**Цель задания:**
Кто, согласно фрагменту о политике Буша в отношении Советского Союза, был единственным несогласным, постоянно выступавшим за распад СССР?

**Фрагмент документа:**

Еще один шанс. Три президента и кризис американской сверхдержавы - Збигнев Бжезинский
Шрифт:
Интервал:
Закладка:
Но такая версия (особенно в совместных мемуарах) также раскрывает значительное опасение, имевшееся тогда в Белом доме, относительно последствий возможного коллапса «сильного центра» в Москве и, соответственно, готовность помочь его сохранению. Джеймс Бейкер, государственный секретарь Буша, даже настаивал на том, чтобы Соединенные Штаты «сделали все, что мы можем, чтобы усилить центр». Единственным несогласным, постоянно выступавшим за распад Советского Союза, был министр обороны Чейни.
Несмотря на эти разъяснения, сделанные задним числом, Буш в своей речи, обращенной к украинцам, по существу одобрил проводившуюся в Советском Союзе реформу и даже пытался убедить своих скептически настроенных слушателей — «она обещает, что республики будут сочетать большую автономию с более свободным взаимодействием — политическим, социальным, культурным, экономическим, а не стремиться к безнадежной изоляции». После признания достоинств «большей автономии» (по не независимости) Буш заверил растерянных украинцев, что Америка намерена «развивать бизнес в Советском Союзе, включая Украину». В заключение своей речи президент, обращаясь к аудитории как к «советским гражданам, стремящимся создать новый социальный договор», заверил, что «мы соединимся с этими реформаторами и вместе пойдем по пути, ведущему к тому, к чему мы призываем, энергично призываем, — к новому мировому порядку».

**Исходные данные:**
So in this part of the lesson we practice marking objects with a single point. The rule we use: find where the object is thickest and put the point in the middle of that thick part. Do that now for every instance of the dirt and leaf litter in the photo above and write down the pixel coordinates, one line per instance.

**Результат:**
Министр обороны Чейни.